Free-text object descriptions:
----------

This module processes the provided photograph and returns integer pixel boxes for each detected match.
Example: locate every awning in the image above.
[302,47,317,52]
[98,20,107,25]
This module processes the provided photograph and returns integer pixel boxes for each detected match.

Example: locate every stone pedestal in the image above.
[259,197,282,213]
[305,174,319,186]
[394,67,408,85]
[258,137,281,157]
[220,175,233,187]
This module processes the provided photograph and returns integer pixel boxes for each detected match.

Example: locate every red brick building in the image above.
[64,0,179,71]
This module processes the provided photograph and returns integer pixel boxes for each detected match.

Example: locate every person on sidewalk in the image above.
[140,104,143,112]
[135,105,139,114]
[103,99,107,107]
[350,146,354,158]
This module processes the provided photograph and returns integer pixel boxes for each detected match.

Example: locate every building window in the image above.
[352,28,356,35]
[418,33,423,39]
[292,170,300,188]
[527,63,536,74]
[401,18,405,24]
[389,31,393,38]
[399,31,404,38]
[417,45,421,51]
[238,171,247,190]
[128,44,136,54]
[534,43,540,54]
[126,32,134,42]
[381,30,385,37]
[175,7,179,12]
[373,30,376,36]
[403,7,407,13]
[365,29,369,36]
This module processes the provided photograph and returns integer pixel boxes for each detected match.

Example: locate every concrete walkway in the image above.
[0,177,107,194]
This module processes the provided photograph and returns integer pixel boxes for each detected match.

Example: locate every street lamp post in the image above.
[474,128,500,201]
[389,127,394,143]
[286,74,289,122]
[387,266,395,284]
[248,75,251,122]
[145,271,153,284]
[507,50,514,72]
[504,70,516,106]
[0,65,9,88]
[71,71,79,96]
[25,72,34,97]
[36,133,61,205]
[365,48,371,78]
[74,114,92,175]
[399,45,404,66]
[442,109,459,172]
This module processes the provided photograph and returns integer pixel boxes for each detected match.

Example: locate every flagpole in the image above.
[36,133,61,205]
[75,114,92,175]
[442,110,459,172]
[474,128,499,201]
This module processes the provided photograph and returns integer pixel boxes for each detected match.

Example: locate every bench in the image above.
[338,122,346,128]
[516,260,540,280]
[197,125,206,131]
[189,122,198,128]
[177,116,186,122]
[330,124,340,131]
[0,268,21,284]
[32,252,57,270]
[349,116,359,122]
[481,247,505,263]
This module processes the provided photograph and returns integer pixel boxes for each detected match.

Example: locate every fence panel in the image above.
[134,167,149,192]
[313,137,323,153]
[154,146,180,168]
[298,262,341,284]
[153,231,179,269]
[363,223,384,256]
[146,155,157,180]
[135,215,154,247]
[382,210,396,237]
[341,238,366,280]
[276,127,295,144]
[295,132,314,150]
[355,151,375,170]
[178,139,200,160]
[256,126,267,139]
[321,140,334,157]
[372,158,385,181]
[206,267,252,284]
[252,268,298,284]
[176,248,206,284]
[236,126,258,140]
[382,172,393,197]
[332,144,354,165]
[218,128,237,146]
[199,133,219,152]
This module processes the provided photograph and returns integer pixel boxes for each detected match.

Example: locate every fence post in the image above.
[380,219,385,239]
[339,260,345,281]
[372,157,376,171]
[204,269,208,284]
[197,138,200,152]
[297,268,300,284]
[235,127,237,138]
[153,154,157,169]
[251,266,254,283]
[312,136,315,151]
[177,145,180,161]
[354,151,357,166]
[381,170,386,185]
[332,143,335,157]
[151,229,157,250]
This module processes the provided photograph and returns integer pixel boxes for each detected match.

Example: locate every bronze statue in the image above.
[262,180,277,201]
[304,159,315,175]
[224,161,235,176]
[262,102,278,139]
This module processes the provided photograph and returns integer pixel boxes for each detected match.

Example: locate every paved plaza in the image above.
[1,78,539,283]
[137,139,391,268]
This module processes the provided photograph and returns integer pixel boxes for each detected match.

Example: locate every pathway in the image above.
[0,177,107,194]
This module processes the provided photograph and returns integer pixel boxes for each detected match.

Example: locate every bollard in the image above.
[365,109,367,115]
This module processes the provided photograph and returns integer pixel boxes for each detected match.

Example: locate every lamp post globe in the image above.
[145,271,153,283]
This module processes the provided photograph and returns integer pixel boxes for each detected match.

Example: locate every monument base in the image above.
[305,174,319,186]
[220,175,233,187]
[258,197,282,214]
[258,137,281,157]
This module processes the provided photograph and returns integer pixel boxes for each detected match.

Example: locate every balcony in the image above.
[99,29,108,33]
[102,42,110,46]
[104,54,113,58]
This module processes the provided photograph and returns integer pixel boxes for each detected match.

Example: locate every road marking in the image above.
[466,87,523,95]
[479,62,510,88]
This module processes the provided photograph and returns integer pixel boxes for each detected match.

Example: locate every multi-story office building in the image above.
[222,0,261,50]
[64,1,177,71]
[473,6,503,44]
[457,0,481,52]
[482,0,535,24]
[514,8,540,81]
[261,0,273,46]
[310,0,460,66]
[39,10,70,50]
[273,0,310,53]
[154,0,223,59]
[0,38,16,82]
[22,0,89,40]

----------

• **The problem**
Type out the entries once more, precisely.

• **Exercise solution**
This module processes the provided photograph and returns integer pixel boxes for each detected match.
Example: locate every awning in the image above.
[302,47,317,52]
[98,20,107,25]
This module processes the provided photograph and returns integer pixel boxes for each detected match.

Example: locate every stone pedestal in the image above.
[259,197,282,213]
[305,174,319,186]
[394,67,408,85]
[258,137,281,157]
[220,175,233,187]
This module processes the provided photograph and returns integer pixel boxes for each detected match.

Example: locate every red brick building in the image above.
[64,0,179,71]
This module processes the provided photograph and returns integer pixel boxes for each detected match.

Example: locate every person on sidewalk in the image above.
[140,104,143,112]
[135,105,139,114]
[103,99,107,107]
[350,146,354,158]
This module processes the provided photograph and returns integer pixel boxes for each detected match.

Example: locate every building window in the image above.
[352,28,356,35]
[418,33,423,39]
[292,170,300,188]
[527,63,536,74]
[401,18,405,24]
[389,31,393,38]
[399,31,404,38]
[417,45,421,51]
[238,171,247,190]
[128,44,136,54]
[534,43,540,54]
[126,32,134,42]
[381,30,385,37]
[175,7,179,12]
[373,30,376,36]
[403,7,407,13]
[365,29,369,36]
This module processes the provided photograph and returns integer pixel boxes for each detected match.

Example: locate every concrete walkway in the image above.
[0,177,107,194]
This module processes the provided photograph and returns integer pixel boxes for each detected match.

Example: locate every street lamp post in the image above.
[474,128,500,201]
[389,127,394,143]
[286,74,289,122]
[387,266,395,284]
[248,75,251,122]
[145,271,153,284]
[507,50,514,72]
[504,70,516,106]
[0,65,9,88]
[71,71,79,96]
[25,72,34,97]
[36,133,61,205]
[365,48,371,78]
[74,114,92,175]
[399,45,404,66]
[442,109,459,172]
This module processes the provided photograph and returns integer pixel boxes for each detected match.

Example: locate every flagpole in the image above.
[36,133,61,205]
[75,114,92,175]
[442,110,459,172]
[474,128,499,201]
This module processes the provided photograph and returns integer pixel boxes for each detected match.

Example: locate every bench in the image above.
[338,122,346,128]
[516,260,540,280]
[197,125,206,131]
[189,122,198,128]
[177,116,186,122]
[330,124,340,131]
[0,268,21,284]
[32,252,57,270]
[349,116,359,122]
[481,247,505,263]
This module processes the provided photograph and returns integer pixel boxes for each detected match.

Example: locate every fence panel in the image above.
[134,167,149,192]
[313,137,323,153]
[154,146,180,168]
[298,262,341,284]
[153,231,179,269]
[363,223,384,256]
[146,155,157,180]
[135,215,154,247]
[382,210,396,237]
[341,238,366,280]
[276,127,295,144]
[295,132,314,150]
[355,151,375,170]
[178,139,200,160]
[256,126,267,139]
[321,140,334,157]
[372,158,385,181]
[206,267,252,284]
[252,268,298,284]
[176,248,206,284]
[236,126,258,140]
[382,172,393,197]
[332,144,354,165]
[218,128,237,146]
[199,133,219,152]
This module processes the provided photograph and returns integer pixel boxes for each detected match.

Example: locate every fence post in the image above.
[380,219,385,239]
[339,260,345,281]
[372,157,376,171]
[204,269,208,284]
[197,138,200,152]
[297,268,300,284]
[235,127,237,138]
[153,154,157,169]
[251,266,254,283]
[312,136,315,151]
[177,145,180,161]
[354,151,357,166]
[381,170,386,185]
[332,143,335,157]
[151,229,157,250]
This module processes the provided photograph and returns integer pixel boxes for each detected match.

Example: locate every bronze statue in the image above.
[262,180,277,201]
[304,159,315,175]
[224,161,235,176]
[262,102,278,139]
This module processes the provided photograph and returns integer pixel boxes for each detected match.

Example: locate every paved plaza in the image above.
[1,78,539,283]
[137,139,391,268]
This module processes the provided photograph and returns integer pixel boxes for each detected match.

Example: locate every pathway in the image above.
[0,177,107,194]
This module processes the provided photograph and returns integer pixel boxes for each detected match.

Example: locate every bollard in the image above.
[365,109,367,115]
This module processes the provided photograph and returns integer pixel boxes for each detected match.

Example: locate every lamp post globe in the image above.
[145,271,153,283]
This module processes the provided photograph and returns integer pixel boxes for each detected match.

Example: locate every monument base in the image above.
[305,174,319,186]
[220,175,233,187]
[258,197,282,214]
[258,137,281,157]
This module processes the provided photograph and returns integer pixel boxes for each detected match.

Example: locate every balcony in the image above.
[99,29,108,33]
[102,42,110,46]
[104,54,113,58]
This module processes the provided photograph and returns integer pixel boxes for each detected match.

Example: locate every road marking in the image above.
[466,87,523,95]
[479,62,510,88]
This module processes the provided photograph and returns integer pixel boxes for each detected match.

Example: locate every multi-story office building in the image above.
[222,0,261,50]
[64,1,177,71]
[473,6,503,44]
[457,0,481,52]
[482,0,535,24]
[514,8,540,81]
[261,0,273,46]
[310,0,460,66]
[39,10,70,50]
[273,0,310,53]
[154,0,223,59]
[0,38,16,82]
[22,0,89,40]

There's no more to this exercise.